* start Provided records *
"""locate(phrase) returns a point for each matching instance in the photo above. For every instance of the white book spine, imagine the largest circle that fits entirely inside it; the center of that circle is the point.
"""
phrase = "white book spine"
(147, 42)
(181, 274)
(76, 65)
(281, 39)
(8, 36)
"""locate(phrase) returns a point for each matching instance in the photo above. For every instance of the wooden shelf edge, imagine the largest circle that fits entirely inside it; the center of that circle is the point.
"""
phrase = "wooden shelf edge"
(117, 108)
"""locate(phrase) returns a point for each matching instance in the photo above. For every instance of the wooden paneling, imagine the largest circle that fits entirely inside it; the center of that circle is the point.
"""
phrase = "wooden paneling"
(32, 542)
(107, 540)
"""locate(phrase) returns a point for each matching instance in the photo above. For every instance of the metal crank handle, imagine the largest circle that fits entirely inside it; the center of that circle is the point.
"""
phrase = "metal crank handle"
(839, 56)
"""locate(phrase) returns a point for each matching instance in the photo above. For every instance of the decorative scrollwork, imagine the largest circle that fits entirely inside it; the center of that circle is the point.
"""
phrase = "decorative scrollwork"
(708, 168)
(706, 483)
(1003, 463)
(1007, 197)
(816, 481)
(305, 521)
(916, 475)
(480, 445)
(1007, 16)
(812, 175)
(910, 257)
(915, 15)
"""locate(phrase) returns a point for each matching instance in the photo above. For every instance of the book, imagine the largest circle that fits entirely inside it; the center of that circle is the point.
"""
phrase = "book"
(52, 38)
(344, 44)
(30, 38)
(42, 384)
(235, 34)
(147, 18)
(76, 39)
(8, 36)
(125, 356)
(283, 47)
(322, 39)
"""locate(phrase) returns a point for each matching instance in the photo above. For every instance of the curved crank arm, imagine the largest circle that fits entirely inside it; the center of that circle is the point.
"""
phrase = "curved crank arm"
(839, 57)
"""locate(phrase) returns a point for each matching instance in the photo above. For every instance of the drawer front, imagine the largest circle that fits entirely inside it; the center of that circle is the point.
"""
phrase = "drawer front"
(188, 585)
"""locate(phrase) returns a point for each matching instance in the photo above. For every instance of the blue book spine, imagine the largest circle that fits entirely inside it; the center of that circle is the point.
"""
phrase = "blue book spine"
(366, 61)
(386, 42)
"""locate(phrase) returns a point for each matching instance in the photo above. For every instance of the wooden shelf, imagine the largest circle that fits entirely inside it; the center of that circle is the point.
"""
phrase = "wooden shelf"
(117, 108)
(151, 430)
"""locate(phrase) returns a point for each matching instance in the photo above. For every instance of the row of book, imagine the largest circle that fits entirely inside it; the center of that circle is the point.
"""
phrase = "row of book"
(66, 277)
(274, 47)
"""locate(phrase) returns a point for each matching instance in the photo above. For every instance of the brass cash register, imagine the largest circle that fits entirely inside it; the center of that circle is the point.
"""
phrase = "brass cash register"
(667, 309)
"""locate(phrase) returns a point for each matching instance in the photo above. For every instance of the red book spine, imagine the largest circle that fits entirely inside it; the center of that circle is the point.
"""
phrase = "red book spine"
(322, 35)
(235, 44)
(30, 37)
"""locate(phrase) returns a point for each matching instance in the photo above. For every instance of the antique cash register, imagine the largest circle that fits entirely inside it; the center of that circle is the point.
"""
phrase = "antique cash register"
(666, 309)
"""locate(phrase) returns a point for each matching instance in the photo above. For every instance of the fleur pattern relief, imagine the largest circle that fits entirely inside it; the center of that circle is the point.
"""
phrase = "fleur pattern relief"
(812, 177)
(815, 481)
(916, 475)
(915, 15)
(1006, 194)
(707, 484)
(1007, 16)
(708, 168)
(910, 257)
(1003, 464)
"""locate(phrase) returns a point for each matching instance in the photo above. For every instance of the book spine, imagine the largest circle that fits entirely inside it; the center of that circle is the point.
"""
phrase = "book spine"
* end Provided records *
Reproduce all of the material above verbatim, line for line, without any changes.

Solution to the exercise:
"""locate(phrase) returns a point for each matching instance in the photo above. For every instance of the white book spine, imagine the largest circle that fits entirely inside it; the center of that circle is the point.
"""
phrase = "white book spine"
(147, 42)
(181, 274)
(76, 65)
(281, 39)
(8, 36)
"""locate(phrase) returns a point for each matching instance in the photo above. For every instance of the wooden shelf edge, imagine the largest circle that fits entirely inside it; the center of that circle is the point.
"""
phrase = "wooden shelf edge"
(117, 108)
"""locate(phrase) returns a point for each matching instance in the photo above. For every instance of the wooden paneling, imagine the largest circle that fits entirely inside it; the center of that circle is the point.
"""
phrase = "wooden paneling"
(32, 542)
(107, 540)
"""locate(phrase) returns a point for each matching instance in the photo above. For every instance of the metal crank handle, imagine the largest circle that fits entirely inside it; the center of that circle is the point.
"""
phrase = "metal crank handle"
(839, 56)
"""locate(phrase) returns a point for each matching instance in the photo above. For every instance of the decorative scrollwork, imagine the largest circle that fits entirely inside it; the center of that circle is the point.
"""
phrase = "decorative scrollwork"
(708, 168)
(706, 483)
(1003, 463)
(1007, 197)
(816, 481)
(305, 521)
(916, 475)
(480, 445)
(1007, 16)
(812, 175)
(910, 257)
(915, 15)
"""locate(phrase) returns a point for each matching instance in the photo above. For every instance of the book, imagine the largest circle that fits entirely inside it; the center of that circle is the point.
"""
phrase = "book"
(52, 38)
(344, 44)
(30, 38)
(42, 384)
(235, 34)
(147, 18)
(76, 39)
(8, 36)
(125, 356)
(283, 47)
(322, 39)
"""locate(phrase) returns a point for each matching instance in the photo above. For every instance of the curved crank arm, imagine the largest circle that fits entirely inside it; the center of that circle is the point.
"""
phrase = "curved crank arm"
(839, 57)
"""locate(phrase) returns a point for each matching instance in the photo above. For every instance of the drawer front, imagine the largest circle that fits entirely inside it; the center of that circle is the point.
"""
phrase = "drawer front"
(188, 585)
"""locate(phrase) returns a point for each matching instance in the photo above. For every instance of the blue book spine, imagine the largest circle that fits entirely inside it; the center of that circle is the point.
"""
phrase = "blue book spine"
(366, 61)
(386, 42)
"""locate(phrase) returns a point for each matching instance in the photo above. For every instance of the wooden shelf, imagine the largest circle that fits entirely inside it; the center of that circle is the point.
"""
phrase = "wooden shelf"
(117, 108)
(151, 430)
"""locate(phrase) returns a point for each matching instance in the photo above. For every instance of the row of book, imagine the largest circle that fits entirely inside it; the center of that circle is the point.
"""
phrase = "row of book"
(66, 277)
(274, 47)
"""locate(phrase) returns a point for each matching instance in the photo above. For every instance of the brass cash register, imagine the largest circle that fits entirely inside it; the center of that circle is the point.
"""
phrase = "brass cash register"
(667, 309)
"""locate(phrase) returns a point for each matching instance in the photo above. For every instance of the red book spine, imagine the largest circle that fits entirely inside it; the center of that circle is the point.
"""
phrase = "red book spine"
(322, 35)
(235, 44)
(30, 37)
"""locate(phrase) returns a point for each matching instance in the photo above. For every instance of the antique cash register, imagine the largest circle that fits entirely inside it; the center of that circle is the point.
"""
phrase = "antique cash register"
(666, 309)
"""locate(phrase) returns a point for each matching instance in the photo above. For every instance of the fleur pattern relief, imagine the largest circle that fits entirely inside it; the center of that circle is the point.
"""
phrase = "fleur pattern relief"
(812, 177)
(815, 481)
(916, 475)
(915, 15)
(1006, 194)
(707, 484)
(1007, 16)
(708, 168)
(910, 257)
(1003, 464)
"""locate(phrase) returns a point for each matching instance in the photo above. For every instance of the book spine, imagine the largest circle that fits entirely inside it; the center of that circle is the point.
"""
phrase = "book spine"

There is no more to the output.